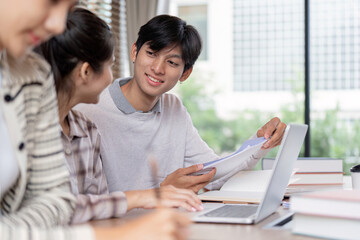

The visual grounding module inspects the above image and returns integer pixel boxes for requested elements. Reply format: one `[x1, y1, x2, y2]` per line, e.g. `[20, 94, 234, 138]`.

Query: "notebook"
[193, 124, 308, 224]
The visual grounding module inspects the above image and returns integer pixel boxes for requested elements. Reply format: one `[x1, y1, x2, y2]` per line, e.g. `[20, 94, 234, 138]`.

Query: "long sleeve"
[62, 110, 127, 223]
[71, 192, 127, 223]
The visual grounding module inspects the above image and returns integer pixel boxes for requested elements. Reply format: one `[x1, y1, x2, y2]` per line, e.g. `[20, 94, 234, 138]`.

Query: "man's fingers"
[181, 164, 204, 175]
[191, 168, 216, 185]
[264, 122, 286, 149]
[163, 187, 203, 211]
[263, 117, 281, 139]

> Task prompt
Reproduce the material above with "visual grounding module" replaced by "box locator" wherever it occurs, leaving everything else unchanged. Omit the pictures.

> Completed exercise
The box locator inspects the above image and returns integer pixel boxes for requested elements. Reply format: one `[x1, y1, x2, y2]` per line, e.g. `[20, 94, 234, 138]`.

Query: "notebook"
[193, 124, 308, 224]
The box locator inspects the above image and returns integer pixel boxes for requested elements. Reply format: one `[x1, y1, x2, y2]` per line, e.g. `[20, 94, 234, 138]`.

Query: "long sleeve"
[62, 110, 127, 223]
[71, 192, 127, 223]
The box locator inspects the above image and returns integer pixel boxes for requested elements. Reply format: one `[x1, y1, x2, y2]` per line, e.g. `[20, 94, 234, 138]`.

Query: "man's fingers"
[181, 164, 204, 175]
[191, 168, 216, 185]
[264, 122, 286, 149]
[163, 187, 203, 211]
[263, 117, 281, 139]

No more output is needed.